▶ [SOURCE PASSAGE]:

>>>

Cleopatra, born in 69 B.C., was made Cleopatra VII, queen of Egypt, upon the death of her father, Ptolemy XII, in 51 B.C. Her brother was made King Ptolemy XIII at the same time, and the siblings ruled Egypt under the formal title of husband and wife. Cleopatra and Ptolemy were members of the Macedonian dynasty that governed Egypt since the death of Alexander the Great in 323 B.C. Although Cleopatra had no Egyptian blood, she alone in her ruling house learned Egyptian. To further her influence over the Egyptian people, she was also proclaimed the daughter of Re, the Egyptian sun god. Cleopatra soon fell into dispute with her brother, and civil war erupted in 48 B.C.  

Rome, the greatest power in the Western world, was also beset by civil war at the time. Just as Cleopatra was preparing to attack her brother with a large Arab army, the Roman civil war spilled into Egypt. Pompey the Great, defeated by Julius Caesar in Greece, fled to Egypt seeking solace but was immediately murdered by agents of Ptolemy XIII. Caesar arrived in Alexandria soon after and, finding his enemy dead, decided to restore order in Egypt.  

During the preceding century, Rome had exercised increasing control over the rich Egyptian kingdom, and Cleopatra sought to advance her political aims by winning the favor of Caesar. She traveled to the royal palace in Alexandria and was allegedly carried to Caesar rolled in a rug, which was offered as a gift. Cleopatra, beautiful and alluring, captivated the powerful Roman leader, and he agreed to intercede in the Egyptian civil war on her behalf.

<<<

▶ [Dataset rows]:
>>>

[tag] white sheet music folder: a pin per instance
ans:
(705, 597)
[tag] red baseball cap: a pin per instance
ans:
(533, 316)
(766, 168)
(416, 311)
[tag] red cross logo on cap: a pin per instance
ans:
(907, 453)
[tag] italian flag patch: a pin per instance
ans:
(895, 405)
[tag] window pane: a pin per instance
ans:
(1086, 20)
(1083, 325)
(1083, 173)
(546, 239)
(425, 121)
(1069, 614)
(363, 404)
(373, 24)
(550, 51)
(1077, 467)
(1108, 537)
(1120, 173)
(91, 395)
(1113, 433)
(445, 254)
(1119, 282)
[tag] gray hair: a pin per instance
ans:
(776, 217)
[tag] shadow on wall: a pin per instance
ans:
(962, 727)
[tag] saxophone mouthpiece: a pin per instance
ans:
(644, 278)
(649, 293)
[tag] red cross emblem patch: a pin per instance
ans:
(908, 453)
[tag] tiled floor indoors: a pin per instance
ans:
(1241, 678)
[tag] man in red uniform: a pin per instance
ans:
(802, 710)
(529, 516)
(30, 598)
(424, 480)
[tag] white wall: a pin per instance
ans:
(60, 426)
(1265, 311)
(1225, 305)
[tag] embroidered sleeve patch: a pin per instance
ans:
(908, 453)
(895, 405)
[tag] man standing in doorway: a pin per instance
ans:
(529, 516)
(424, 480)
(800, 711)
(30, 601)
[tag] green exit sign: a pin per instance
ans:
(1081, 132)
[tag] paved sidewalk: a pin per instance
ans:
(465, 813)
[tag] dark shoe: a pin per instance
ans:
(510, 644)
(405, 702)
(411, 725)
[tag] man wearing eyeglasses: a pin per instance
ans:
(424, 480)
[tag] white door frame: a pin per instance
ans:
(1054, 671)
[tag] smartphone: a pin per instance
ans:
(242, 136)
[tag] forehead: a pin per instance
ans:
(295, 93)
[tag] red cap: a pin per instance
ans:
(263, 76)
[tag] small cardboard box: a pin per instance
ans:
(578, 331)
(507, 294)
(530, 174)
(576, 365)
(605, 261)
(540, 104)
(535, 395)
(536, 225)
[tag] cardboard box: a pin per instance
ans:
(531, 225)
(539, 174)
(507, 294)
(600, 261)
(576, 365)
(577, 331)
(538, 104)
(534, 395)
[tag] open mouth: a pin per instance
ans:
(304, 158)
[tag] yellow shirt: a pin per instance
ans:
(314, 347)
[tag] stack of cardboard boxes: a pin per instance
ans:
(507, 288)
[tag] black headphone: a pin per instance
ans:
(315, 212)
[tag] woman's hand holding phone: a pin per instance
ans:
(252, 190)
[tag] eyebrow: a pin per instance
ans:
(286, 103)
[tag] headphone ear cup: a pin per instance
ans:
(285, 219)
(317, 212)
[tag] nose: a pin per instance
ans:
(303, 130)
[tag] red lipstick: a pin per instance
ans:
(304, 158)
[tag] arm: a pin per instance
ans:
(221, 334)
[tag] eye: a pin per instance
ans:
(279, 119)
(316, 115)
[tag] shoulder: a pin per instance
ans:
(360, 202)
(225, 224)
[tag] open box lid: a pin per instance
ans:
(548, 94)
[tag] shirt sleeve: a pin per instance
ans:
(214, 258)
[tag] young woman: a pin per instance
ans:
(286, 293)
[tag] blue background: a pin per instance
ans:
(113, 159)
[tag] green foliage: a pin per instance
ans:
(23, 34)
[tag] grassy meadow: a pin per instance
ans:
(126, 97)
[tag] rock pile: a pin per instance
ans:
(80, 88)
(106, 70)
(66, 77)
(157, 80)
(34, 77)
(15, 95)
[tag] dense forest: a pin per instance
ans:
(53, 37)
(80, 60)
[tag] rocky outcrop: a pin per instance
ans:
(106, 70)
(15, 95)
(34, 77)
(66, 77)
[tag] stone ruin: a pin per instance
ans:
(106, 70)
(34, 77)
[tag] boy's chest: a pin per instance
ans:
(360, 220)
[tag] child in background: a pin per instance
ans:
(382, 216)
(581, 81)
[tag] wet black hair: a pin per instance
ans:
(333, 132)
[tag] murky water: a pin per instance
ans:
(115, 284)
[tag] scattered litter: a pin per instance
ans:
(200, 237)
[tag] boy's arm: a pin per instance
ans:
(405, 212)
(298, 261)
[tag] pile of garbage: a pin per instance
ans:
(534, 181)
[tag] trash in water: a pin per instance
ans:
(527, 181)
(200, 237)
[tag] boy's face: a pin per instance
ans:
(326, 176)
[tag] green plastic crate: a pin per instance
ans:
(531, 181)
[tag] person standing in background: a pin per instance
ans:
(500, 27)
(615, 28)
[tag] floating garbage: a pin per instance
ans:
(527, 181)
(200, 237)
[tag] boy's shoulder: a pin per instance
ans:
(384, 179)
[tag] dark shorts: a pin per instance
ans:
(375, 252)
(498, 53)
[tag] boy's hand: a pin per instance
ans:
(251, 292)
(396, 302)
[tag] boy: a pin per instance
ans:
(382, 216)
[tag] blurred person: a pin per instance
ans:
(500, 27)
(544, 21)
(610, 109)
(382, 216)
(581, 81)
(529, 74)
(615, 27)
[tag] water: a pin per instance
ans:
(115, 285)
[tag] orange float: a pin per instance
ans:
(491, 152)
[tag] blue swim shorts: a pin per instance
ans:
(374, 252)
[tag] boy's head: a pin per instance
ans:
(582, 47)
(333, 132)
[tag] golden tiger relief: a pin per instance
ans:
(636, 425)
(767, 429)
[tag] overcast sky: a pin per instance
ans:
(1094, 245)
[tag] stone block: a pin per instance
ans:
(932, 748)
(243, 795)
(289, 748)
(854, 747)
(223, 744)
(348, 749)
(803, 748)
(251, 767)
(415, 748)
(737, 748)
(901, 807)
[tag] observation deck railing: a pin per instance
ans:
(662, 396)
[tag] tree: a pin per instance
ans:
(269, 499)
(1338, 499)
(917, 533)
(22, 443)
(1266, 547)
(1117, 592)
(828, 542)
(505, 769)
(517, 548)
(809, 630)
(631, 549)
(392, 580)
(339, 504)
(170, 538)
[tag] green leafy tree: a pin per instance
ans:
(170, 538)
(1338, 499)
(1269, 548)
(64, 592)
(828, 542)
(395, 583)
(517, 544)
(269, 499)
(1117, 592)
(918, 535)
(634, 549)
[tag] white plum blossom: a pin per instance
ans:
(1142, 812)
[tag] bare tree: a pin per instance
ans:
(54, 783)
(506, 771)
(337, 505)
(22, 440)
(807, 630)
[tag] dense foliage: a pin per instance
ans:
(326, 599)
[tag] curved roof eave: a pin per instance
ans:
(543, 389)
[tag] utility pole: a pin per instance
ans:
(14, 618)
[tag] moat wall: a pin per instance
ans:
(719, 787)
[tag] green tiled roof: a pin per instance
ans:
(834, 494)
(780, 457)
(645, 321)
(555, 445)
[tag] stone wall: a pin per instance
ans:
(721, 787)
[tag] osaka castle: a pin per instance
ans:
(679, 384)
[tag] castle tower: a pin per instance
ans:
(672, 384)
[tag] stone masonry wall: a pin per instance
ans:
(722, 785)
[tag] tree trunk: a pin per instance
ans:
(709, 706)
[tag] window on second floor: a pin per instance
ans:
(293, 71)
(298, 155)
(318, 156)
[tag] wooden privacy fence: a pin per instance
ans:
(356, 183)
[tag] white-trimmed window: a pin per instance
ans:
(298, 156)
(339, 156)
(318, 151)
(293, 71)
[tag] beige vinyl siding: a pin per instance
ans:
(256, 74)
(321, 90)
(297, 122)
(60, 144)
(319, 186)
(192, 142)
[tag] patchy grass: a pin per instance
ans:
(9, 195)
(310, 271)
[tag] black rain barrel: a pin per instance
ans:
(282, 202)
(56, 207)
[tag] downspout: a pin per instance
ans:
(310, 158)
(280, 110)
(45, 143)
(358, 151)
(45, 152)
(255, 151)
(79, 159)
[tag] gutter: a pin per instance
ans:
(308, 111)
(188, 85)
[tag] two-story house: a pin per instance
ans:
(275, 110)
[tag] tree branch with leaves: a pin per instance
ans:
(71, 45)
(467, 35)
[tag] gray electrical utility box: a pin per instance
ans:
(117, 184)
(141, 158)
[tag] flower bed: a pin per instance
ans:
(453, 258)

<<<

▶ [TASKS TO PERFORM]:
a – In the passage on Cleopatra, what language did Cleopatra alone in her ruling house learn?
b – Print the part of the passage on Cleopatra that starts at "Rome, the greatest" and ends at "order in Egypt.".
None of these rows are needed.

▶ [ANSWERS]:
a – She learned Egyptian.

b –
Rome, the greatest power in the Western world, was also beset by civil war at the time. Just as Cleopatra was preparing to attack her brother with a large Arab army, the Roman civil war spilled into Egypt. Pompey the Great, defeated by Julius Caesar in Greece, fled to Egypt seeking solace but was immediately murdered by agents of Ptolemy XIII. Caesar arrived in Alexandria soon after and, finding his enemy dead, decided to restore order in Egypt.